Passage given ->
┌──

The 2005–06 season was the 97th season in the Football League played by Barnsley F.C., a professional football club based in Barnsley, South Yorkshire, England.

Season summary 
Having appointed Andy Ritchie as manager after a successful spell as caretaker manager, the Reds started the season in mixed form, picking up 14 points in their first 11 games. A run of 10 games unbeaten followed, as Barnsley found themselves in 4th place and 3 points off the promotion places. Barnsley continued their strong form into the second half of the season, finishing fifth in the league, on 72 points. This meant Barnsley would face Yorkshire rivals Huddersfield Town in a play-off semi-final.

After losing the first leg at home 1–0 it appeared that Barnsley were resigned to another season in League One. However, Barnsley took the lead in the away leg, with Paul Hayes scoring a penalty after being fouled by Danny Schofield. Huddersfield went on to equalise but goals from captain Paul Reid and a 77th-minute winner from Daniel Nardiello meant Barnsley would be playing in the play-off final against Swansea City who had beaten third placed Brentford. This was also the first time in the history of the playoffs in all three divisions that a side had overturned a first leg deficit after losing the first leg at home.

└──

Request ->
Reproduce the passage on Barnsley's 2005–06 season between "Season summary" and "a play-off semi-final.", inclusive, renaming "caretaker manager" as "interim manager".

[Excerpts from point annotation data]

┌──

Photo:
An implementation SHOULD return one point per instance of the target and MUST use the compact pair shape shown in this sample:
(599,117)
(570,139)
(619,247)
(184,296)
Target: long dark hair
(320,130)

└──

Result for this task ->
Season summary 
Having appointed Andy Ritchie as manager after a successful spell as interim manager, the Reds started the season in mixed form, picking up 14 points in their first 11 games. A run of 10 games unbeaten followed, as Barnsley found themselves in 4th place and 3 points off the promotion places. Barnsley continued their strong form into the second half of the season, finishing fifth in the league, on 72 points. This meant Barnsley would face Yorkshire rivals Huddersfield Town in a play-off semi-final.